# Task input
# # # # # # #
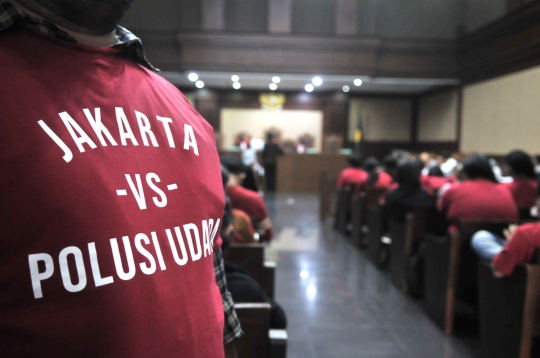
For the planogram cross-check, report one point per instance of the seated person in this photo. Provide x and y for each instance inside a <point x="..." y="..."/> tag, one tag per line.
<point x="434" y="180"/>
<point x="505" y="255"/>
<point x="479" y="196"/>
<point x="354" y="175"/>
<point x="409" y="193"/>
<point x="377" y="179"/>
<point x="524" y="185"/>
<point x="246" y="200"/>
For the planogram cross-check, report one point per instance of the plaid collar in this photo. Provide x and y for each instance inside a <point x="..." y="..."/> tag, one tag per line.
<point x="126" y="41"/>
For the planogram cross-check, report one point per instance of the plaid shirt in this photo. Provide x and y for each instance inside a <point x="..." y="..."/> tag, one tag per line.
<point x="129" y="44"/>
<point x="132" y="47"/>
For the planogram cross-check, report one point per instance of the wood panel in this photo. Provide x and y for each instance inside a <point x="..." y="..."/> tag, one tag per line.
<point x="302" y="172"/>
<point x="507" y="45"/>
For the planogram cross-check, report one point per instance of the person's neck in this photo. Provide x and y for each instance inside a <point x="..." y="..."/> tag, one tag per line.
<point x="85" y="39"/>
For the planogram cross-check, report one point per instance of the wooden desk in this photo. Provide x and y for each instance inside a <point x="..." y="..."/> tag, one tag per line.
<point x="302" y="172"/>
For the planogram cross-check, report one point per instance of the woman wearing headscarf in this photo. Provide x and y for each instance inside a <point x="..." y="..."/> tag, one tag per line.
<point x="409" y="192"/>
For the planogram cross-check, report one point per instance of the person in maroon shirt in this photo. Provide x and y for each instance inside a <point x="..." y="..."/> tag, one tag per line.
<point x="524" y="186"/>
<point x="354" y="175"/>
<point x="247" y="200"/>
<point x="479" y="196"/>
<point x="518" y="248"/>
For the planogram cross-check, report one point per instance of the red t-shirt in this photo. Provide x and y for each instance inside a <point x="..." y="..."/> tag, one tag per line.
<point x="110" y="201"/>
<point x="431" y="184"/>
<point x="523" y="191"/>
<point x="252" y="204"/>
<point x="519" y="250"/>
<point x="478" y="199"/>
<point x="349" y="176"/>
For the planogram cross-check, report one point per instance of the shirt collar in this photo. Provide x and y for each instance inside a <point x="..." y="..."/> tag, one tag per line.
<point x="126" y="41"/>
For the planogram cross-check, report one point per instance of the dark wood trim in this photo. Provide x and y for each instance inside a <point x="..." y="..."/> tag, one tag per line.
<point x="507" y="45"/>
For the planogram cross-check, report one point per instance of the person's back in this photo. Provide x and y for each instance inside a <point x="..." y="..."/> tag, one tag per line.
<point x="111" y="198"/>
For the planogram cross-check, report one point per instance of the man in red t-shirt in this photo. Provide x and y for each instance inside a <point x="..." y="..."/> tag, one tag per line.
<point x="479" y="196"/>
<point x="110" y="194"/>
<point x="247" y="200"/>
<point x="505" y="255"/>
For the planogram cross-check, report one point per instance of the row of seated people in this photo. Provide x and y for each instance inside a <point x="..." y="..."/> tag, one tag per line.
<point x="246" y="221"/>
<point x="477" y="195"/>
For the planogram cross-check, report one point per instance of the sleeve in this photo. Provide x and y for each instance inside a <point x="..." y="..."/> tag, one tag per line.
<point x="517" y="252"/>
<point x="232" y="329"/>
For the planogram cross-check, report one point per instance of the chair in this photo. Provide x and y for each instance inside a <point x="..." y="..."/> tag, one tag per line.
<point x="259" y="341"/>
<point x="251" y="258"/>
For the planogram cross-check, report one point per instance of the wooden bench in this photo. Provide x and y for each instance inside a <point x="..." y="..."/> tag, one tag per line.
<point x="407" y="236"/>
<point x="376" y="221"/>
<point x="451" y="271"/>
<point x="509" y="310"/>
<point x="259" y="341"/>
<point x="251" y="258"/>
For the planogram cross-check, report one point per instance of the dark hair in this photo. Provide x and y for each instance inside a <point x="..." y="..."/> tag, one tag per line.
<point x="354" y="162"/>
<point x="445" y="154"/>
<point x="234" y="165"/>
<point x="521" y="163"/>
<point x="370" y="164"/>
<point x="408" y="176"/>
<point x="435" y="171"/>
<point x="477" y="167"/>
# # # # # # #
# Task statement
Reproduce all of the material exactly, apart from the pictures.

# Final answer
For the planogram cross-check, report one point per instance of the seated person in this photo. Provide x and y for each instance inside a <point x="..." y="..."/> tag, one tag per line.
<point x="434" y="180"/>
<point x="505" y="255"/>
<point x="479" y="196"/>
<point x="354" y="175"/>
<point x="409" y="193"/>
<point x="377" y="179"/>
<point x="524" y="185"/>
<point x="246" y="200"/>
For the planogram cross-check, report one point per instance of the plaid collar in this photo. Provide x and y for each instance inside a <point x="..." y="..."/> tag, one tag per line.
<point x="126" y="41"/>
For the planogram cross-check, report one point per instance of the plaid shirt in this photo. Provide x and y for each instance inside a <point x="..." y="..."/> tag, one tag per line.
<point x="129" y="44"/>
<point x="132" y="47"/>
For the planogram cross-check, report one point per instance of the wood panel in this photo. Provide x and y for each instance inside a <point x="..." y="..."/> tag, one tag per line.
<point x="302" y="172"/>
<point x="507" y="45"/>
For the planogram cross-check, report one point per instance of the person's neck in this photo. Provide x and y for each instance inside a <point x="..." y="..."/> tag, one tag per line.
<point x="85" y="39"/>
For the planogram cross-check, report one point per instance of the wooden desk in this photo. Provide x and y for each instance inside a <point x="..." y="..."/> tag, one tag per line.
<point x="302" y="172"/>
For the planogram cross-check, report one point per instance of the woman wearing headscarf in this photo. Provide x and y for each instance inside a <point x="..." y="..."/> tag, one tag per line.
<point x="409" y="192"/>
For the planogram cross-check, report one point per instance of the person in maroon shirt in this photo. Provide x and y for each instance inside a <point x="..." y="..."/> tag, one tag per line.
<point x="524" y="186"/>
<point x="354" y="175"/>
<point x="247" y="200"/>
<point x="479" y="196"/>
<point x="518" y="248"/>
For the planogram cross-check, report one point per instance of the red t-shirt in this photo. Provide x and y for each instance inside a <point x="..." y="..."/> tag, one tag per line.
<point x="110" y="201"/>
<point x="431" y="184"/>
<point x="523" y="191"/>
<point x="252" y="204"/>
<point x="519" y="250"/>
<point x="478" y="199"/>
<point x="349" y="176"/>
For the planogram cross-check, report one point per instance of the shirt collar in this photo. Provide x and y for each instance inside a <point x="..." y="..."/> tag, one tag per line.
<point x="126" y="41"/>
For the planogram cross-check, report one point per instance of the dark wood trim in this photo. Provide x and y for each instance inside a <point x="..." y="..."/> tag, one tag per line.
<point x="507" y="45"/>
For the planogram cross-check, report one point per instance of the person's back in this photo. Provide x and y for each instance inside a <point x="..." y="..."/> tag, one tag per line.
<point x="111" y="198"/>
For the planogram cross-check, report one point per instance of the man in red t-shirt in this photo. Provide x and y for each instance inside a <point x="..." y="..."/> tag, one tag per line.
<point x="479" y="196"/>
<point x="110" y="194"/>
<point x="247" y="200"/>
<point x="505" y="255"/>
For the planogram cross-check, report one point per instance of the row of seated people in this photo. Provide x and y for each instance inside a <point x="..." y="..."/> tag, one tag per line.
<point x="246" y="221"/>
<point x="477" y="195"/>
For the planogram cross-check, report one point per instance of the sleeve in this photo. Provide x and y for each instance inside a <point x="..." y="..."/> tag, one tag per line.
<point x="517" y="252"/>
<point x="232" y="329"/>
For the planogram cross-check, report one point per instance of the chair in this photo. Provide x and y for each instance inside a <point x="..." y="..."/> tag, one tag per line.
<point x="259" y="341"/>
<point x="251" y="258"/>
For the planogram cross-check, report one point per instance of the wooden bench in this photo. Provide x and y for each instance inside a <point x="..." y="..."/> tag, one tag per line.
<point x="407" y="236"/>
<point x="376" y="221"/>
<point x="451" y="271"/>
<point x="509" y="310"/>
<point x="259" y="341"/>
<point x="251" y="258"/>
For the planogram cross-check, report one point per instance of the dark hair in this photo. Provide x and y for each instance inside a <point x="..." y="..."/> tag, one tag per line.
<point x="354" y="162"/>
<point x="445" y="154"/>
<point x="234" y="165"/>
<point x="521" y="163"/>
<point x="370" y="164"/>
<point x="408" y="176"/>
<point x="435" y="171"/>
<point x="477" y="167"/>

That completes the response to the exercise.